Brief:
Would you copy every record exactly as it stands and drop the pictures?

Exercise data:
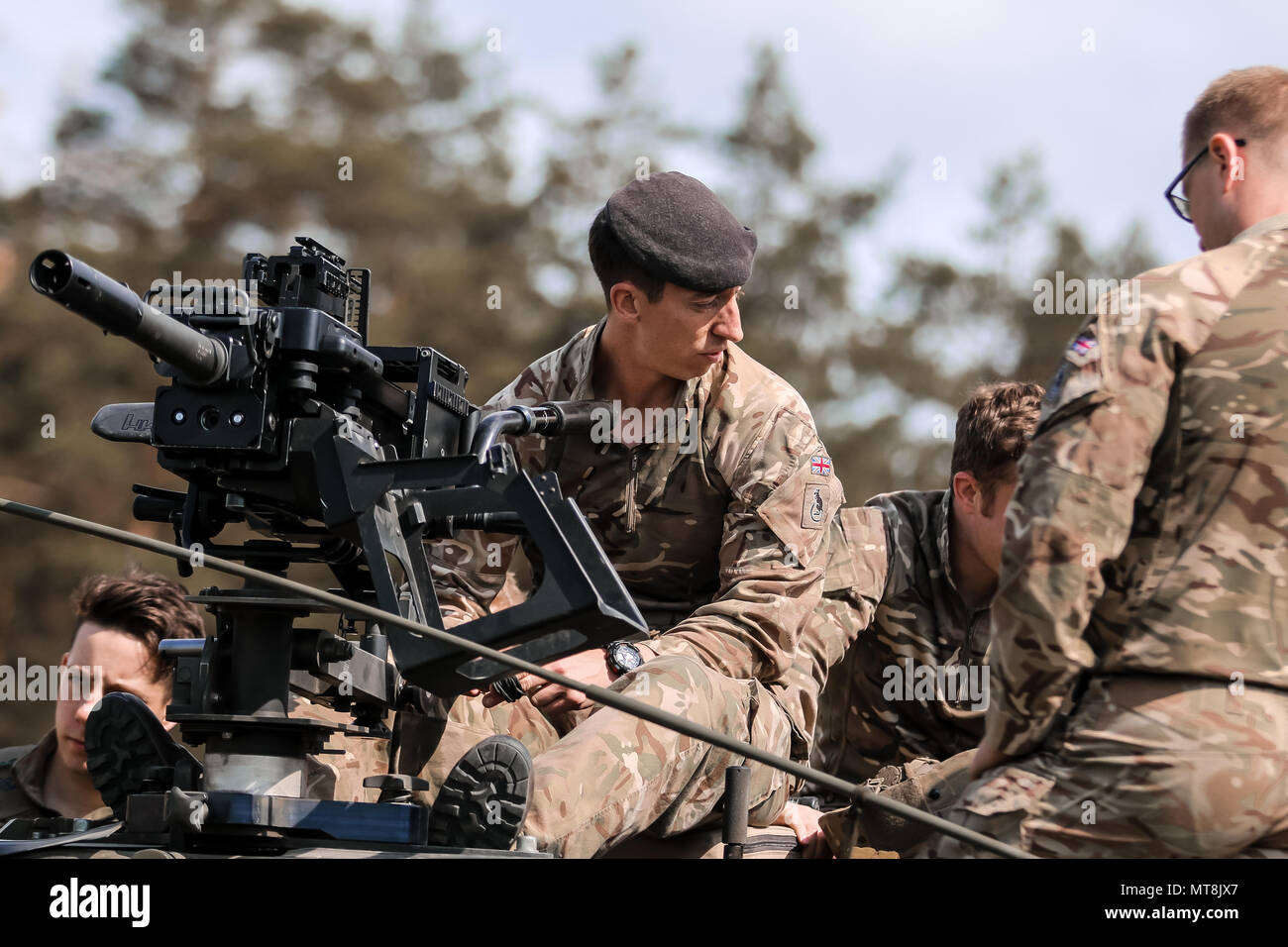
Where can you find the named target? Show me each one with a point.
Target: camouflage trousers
(1146, 768)
(339, 775)
(610, 776)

Written solution:
Where can you find the named target? Show me each one with a point.
Target: camouflage trousers
(1146, 768)
(339, 775)
(610, 776)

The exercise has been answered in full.